> [WHAT IS REQUIRED]:
Your task is to reproduce the material exactly.
:: PROVIDED INFORMATION
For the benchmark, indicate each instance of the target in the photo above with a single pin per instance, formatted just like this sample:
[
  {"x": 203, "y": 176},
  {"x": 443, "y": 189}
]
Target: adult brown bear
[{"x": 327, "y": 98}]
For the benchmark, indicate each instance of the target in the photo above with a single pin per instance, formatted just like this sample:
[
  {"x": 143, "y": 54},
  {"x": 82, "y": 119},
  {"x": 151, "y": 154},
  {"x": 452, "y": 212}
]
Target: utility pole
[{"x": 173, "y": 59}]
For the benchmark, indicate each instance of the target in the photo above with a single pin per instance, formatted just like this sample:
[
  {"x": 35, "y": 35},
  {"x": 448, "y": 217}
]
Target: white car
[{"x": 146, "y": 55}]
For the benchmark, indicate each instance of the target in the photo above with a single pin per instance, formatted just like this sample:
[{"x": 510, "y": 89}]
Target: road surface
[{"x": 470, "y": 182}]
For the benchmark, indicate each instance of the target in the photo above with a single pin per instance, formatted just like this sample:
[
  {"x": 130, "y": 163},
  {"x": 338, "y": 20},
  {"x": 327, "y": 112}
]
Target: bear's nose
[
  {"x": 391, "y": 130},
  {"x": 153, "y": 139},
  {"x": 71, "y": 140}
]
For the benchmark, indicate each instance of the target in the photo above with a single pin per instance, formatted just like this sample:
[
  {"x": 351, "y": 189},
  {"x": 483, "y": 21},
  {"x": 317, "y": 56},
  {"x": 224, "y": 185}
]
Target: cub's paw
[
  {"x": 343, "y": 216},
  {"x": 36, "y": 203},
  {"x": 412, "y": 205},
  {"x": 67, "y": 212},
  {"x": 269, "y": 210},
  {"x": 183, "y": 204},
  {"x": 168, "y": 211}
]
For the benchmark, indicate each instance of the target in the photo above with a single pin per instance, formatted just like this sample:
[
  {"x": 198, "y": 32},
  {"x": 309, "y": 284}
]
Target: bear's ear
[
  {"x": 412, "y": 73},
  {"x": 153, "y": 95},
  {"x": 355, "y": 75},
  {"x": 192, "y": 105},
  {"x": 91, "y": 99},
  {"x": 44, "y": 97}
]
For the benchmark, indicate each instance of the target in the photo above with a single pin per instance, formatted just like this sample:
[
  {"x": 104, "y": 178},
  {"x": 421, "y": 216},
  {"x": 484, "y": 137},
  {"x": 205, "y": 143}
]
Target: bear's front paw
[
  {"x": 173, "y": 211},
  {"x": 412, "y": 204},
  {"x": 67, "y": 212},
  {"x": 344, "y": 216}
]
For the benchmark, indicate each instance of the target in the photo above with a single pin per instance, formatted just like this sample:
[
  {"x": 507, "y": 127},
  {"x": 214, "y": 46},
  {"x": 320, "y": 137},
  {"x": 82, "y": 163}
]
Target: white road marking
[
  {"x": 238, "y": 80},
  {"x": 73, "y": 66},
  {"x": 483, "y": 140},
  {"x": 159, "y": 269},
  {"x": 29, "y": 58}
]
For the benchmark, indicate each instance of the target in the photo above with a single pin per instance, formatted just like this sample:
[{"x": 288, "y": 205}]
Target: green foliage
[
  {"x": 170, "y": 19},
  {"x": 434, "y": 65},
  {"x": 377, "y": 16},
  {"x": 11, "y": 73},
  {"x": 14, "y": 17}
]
::::
> [TASK SOLUTION]:
For the benchmark, indicate each instance of the target in the photo above with a single pin per instance, formatted just like this sample:
[
  {"x": 203, "y": 176},
  {"x": 443, "y": 189}
]
Target: adult brown bear
[{"x": 327, "y": 98}]
For the benchmark, indicate each instance of the target in the photo above with a single pin per instance, formatted just like this sample:
[
  {"x": 143, "y": 54},
  {"x": 82, "y": 119},
  {"x": 151, "y": 154},
  {"x": 452, "y": 212}
]
Target: utility pole
[{"x": 173, "y": 59}]
For the benchmark, indicate each instance of the target in the photo above with a single pin per instance, formatted just like this sample:
[
  {"x": 35, "y": 35},
  {"x": 448, "y": 217}
]
Target: white car
[{"x": 146, "y": 55}]
For the benchmark, indicate each instance of the target in the photo above with a single pin per instance, formatted just like this sample:
[{"x": 510, "y": 89}]
Target: road surface
[{"x": 470, "y": 182}]
For the benchmark, indicate each instance of the target in the photo above with a single pin per instance, formatted just like this sample:
[
  {"x": 130, "y": 163},
  {"x": 338, "y": 20},
  {"x": 327, "y": 112}
]
Target: bear's nose
[
  {"x": 391, "y": 130},
  {"x": 153, "y": 139},
  {"x": 71, "y": 140}
]
For the benchmark, indicate each instance of the target in the photo above with a single pin per instance, formatted just like this sample:
[
  {"x": 351, "y": 189},
  {"x": 483, "y": 21},
  {"x": 317, "y": 56},
  {"x": 224, "y": 185}
]
Target: cub's paw
[
  {"x": 343, "y": 216},
  {"x": 36, "y": 203},
  {"x": 412, "y": 205},
  {"x": 67, "y": 212},
  {"x": 269, "y": 210},
  {"x": 183, "y": 204},
  {"x": 168, "y": 211}
]
For the benchmark, indicate each instance of the target in the photo above with a single pin per instance, formatted just like this sample:
[
  {"x": 198, "y": 32},
  {"x": 309, "y": 284}
]
Target: bear's ear
[
  {"x": 412, "y": 73},
  {"x": 153, "y": 95},
  {"x": 355, "y": 75},
  {"x": 192, "y": 105},
  {"x": 91, "y": 99},
  {"x": 44, "y": 97}
]
For the benchmark, indicate each instance of the target in the photo above with a single pin per instance, formatted just like this sample:
[
  {"x": 104, "y": 178},
  {"x": 421, "y": 216},
  {"x": 484, "y": 137},
  {"x": 205, "y": 143}
]
Target: bear's front paw
[
  {"x": 173, "y": 211},
  {"x": 412, "y": 204},
  {"x": 67, "y": 212},
  {"x": 344, "y": 216}
]
For the benchmark, indicate each instance of the target in the photo above with a single pin per instance, formatted just like this sample:
[
  {"x": 507, "y": 127},
  {"x": 214, "y": 46},
  {"x": 320, "y": 137},
  {"x": 82, "y": 163}
]
Target: white road marking
[
  {"x": 238, "y": 80},
  {"x": 73, "y": 66},
  {"x": 483, "y": 140},
  {"x": 159, "y": 269},
  {"x": 29, "y": 58}
]
For the benchmark, indicate each instance of the target in the photo above with a single pin per instance, formatted just like this sample:
[{"x": 288, "y": 205}]
Target: green foliage
[
  {"x": 170, "y": 19},
  {"x": 434, "y": 65},
  {"x": 377, "y": 16},
  {"x": 11, "y": 73},
  {"x": 14, "y": 17}
]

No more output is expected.